At 304, FIG. 3, the machine is partitioned to form partitions P1 and P2, with source partition P1 hosting VMs VM1-VMN. At 305, the new hypervisor is loaded onto target partition P2. Note that the consolidating 303 can occur before or after the partitioning at 304 and even after the installing at 305. At 306, FIG. 2, virtual machines VM1-VMN are migrated from the guest hypervisor to the new hypervisor, effecting exchange 152 of FIG. 1. The source partition P1 is destroyed at 307.


At 308, FIG. 3 virtual machines VM1-VMN are migrated from the guest hypervisor to the new hypervisor, effecting dissociation 153 of FIG. 1. At 309, FIG. 3, virtual machine VM0 can be terminated, completing the hypervisor exchange. The new hypervisor can be an upgraded version of the old version, so process 300 can be used as a same-machine hypervisor upgrade process.


In the case that the hypervisors are versions of VMware's ESX, process 300 uses a technique called loadESX to side-load the new hypervisor on a partition of the machine and to issue a fast migration from the source partition to the target partition. During this migration, if the virtual machines were not consolidated, an error could leave the computer system in a state that from which there was no practical recovery. However, because of the consolidation, there is only one virtual machine being migrated; therefore, a failed migration can be resolved by simply destroying the second partition which will revert the system to a known state.

Short problem 1: Count the lines of the records that contain the word "bridge", and give only that number.
The passage above and the records that come next are unrelated material.

Extracted material:
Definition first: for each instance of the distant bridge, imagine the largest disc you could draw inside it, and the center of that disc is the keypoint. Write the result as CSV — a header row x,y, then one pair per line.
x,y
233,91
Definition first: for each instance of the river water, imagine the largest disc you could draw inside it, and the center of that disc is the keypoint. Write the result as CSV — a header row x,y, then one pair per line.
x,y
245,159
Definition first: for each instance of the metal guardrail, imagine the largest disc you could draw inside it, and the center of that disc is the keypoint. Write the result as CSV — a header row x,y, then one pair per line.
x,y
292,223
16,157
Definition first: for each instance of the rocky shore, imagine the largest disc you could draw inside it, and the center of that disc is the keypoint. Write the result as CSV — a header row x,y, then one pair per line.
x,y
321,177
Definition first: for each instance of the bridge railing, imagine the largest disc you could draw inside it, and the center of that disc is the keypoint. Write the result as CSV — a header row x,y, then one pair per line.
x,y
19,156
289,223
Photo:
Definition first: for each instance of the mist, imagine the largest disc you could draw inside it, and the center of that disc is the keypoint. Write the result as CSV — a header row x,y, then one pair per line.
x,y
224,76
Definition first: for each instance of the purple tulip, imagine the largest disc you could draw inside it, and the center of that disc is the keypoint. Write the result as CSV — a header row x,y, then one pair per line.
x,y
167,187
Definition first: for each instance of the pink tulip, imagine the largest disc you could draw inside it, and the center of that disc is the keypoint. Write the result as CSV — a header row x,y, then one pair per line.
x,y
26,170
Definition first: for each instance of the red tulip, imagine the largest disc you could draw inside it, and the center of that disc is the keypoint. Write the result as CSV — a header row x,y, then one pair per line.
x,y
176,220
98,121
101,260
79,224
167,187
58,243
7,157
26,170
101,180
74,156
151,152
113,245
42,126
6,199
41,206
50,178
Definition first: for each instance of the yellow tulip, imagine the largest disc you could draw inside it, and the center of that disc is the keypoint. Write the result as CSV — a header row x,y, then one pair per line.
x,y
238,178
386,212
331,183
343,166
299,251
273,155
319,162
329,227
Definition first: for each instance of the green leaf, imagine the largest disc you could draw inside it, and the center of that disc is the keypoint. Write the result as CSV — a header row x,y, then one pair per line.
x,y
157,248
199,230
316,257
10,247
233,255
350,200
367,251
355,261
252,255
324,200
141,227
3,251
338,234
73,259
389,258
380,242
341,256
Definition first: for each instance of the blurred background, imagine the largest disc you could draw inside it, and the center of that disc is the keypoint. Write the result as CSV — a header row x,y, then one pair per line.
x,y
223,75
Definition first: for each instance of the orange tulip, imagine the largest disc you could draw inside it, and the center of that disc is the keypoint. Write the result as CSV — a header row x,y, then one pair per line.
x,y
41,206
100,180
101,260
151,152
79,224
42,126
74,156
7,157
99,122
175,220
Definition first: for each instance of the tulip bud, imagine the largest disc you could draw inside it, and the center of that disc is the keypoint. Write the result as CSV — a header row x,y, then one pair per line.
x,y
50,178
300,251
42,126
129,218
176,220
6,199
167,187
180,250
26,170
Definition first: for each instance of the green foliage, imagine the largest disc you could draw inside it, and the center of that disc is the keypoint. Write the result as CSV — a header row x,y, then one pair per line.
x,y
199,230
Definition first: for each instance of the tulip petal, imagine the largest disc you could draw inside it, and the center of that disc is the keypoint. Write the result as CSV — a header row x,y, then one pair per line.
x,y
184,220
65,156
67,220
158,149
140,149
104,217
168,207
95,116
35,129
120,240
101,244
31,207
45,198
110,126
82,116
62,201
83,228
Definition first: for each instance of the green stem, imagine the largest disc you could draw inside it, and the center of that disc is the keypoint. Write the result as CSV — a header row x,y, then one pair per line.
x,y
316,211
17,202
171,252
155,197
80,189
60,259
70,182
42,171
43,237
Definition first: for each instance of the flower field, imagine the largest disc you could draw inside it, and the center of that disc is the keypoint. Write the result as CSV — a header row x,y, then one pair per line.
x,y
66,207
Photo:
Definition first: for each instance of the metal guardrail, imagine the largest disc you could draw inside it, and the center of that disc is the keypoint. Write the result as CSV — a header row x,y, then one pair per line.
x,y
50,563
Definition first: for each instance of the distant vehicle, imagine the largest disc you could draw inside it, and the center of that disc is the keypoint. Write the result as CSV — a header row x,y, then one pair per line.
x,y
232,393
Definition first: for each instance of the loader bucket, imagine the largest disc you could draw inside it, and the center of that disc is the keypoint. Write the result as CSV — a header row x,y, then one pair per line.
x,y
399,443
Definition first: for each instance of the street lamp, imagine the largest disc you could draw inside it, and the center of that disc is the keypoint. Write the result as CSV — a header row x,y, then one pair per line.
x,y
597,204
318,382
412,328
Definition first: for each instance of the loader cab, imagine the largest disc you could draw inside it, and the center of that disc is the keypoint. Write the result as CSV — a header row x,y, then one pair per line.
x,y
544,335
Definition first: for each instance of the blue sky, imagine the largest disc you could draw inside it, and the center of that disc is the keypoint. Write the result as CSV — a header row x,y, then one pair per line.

Short problem 2: Pick up the passage on hypervisor exchange after its final sentence and continue writing it.

Reply 1: 2

Reply 2:
One giant advantage of virtualization is that a virtual machine can run anywhere and the underneath hardware can change at any time without the virtual machine being aware of it. Thus, one can easily transform a system with N virtual machines to a system with only one virtual machine by simply creating a nested ESX VM and migrating all the other virtual machines onto it. Once the consolidation is complete, a new partition can be created with a fresh ESX. One can then migrate the nested ESX from the old partition to the new one. Lastly, the source partition can be destroyed, and all the nested ESX virtual machines can be migrated to the host ESX. Here is process 300 in algorithmic form, where the hypervisors are versions of ESX.


def upgradeESX( ):

    • nESX=createNestedESX( )
    • forall vm in host:
      • migrate vm into nESX
    • part=createPartition( )
    • partESX=loadESX(part)
    • migrate nESX into partESX
    • destroyOldPartition( )
    • forall vm in nESX:
      • migrate vm into partESX
    • destroy nESX


      Note that “loadESX is simply referring to the process of launching another ESXi instance on a subset of the hardware.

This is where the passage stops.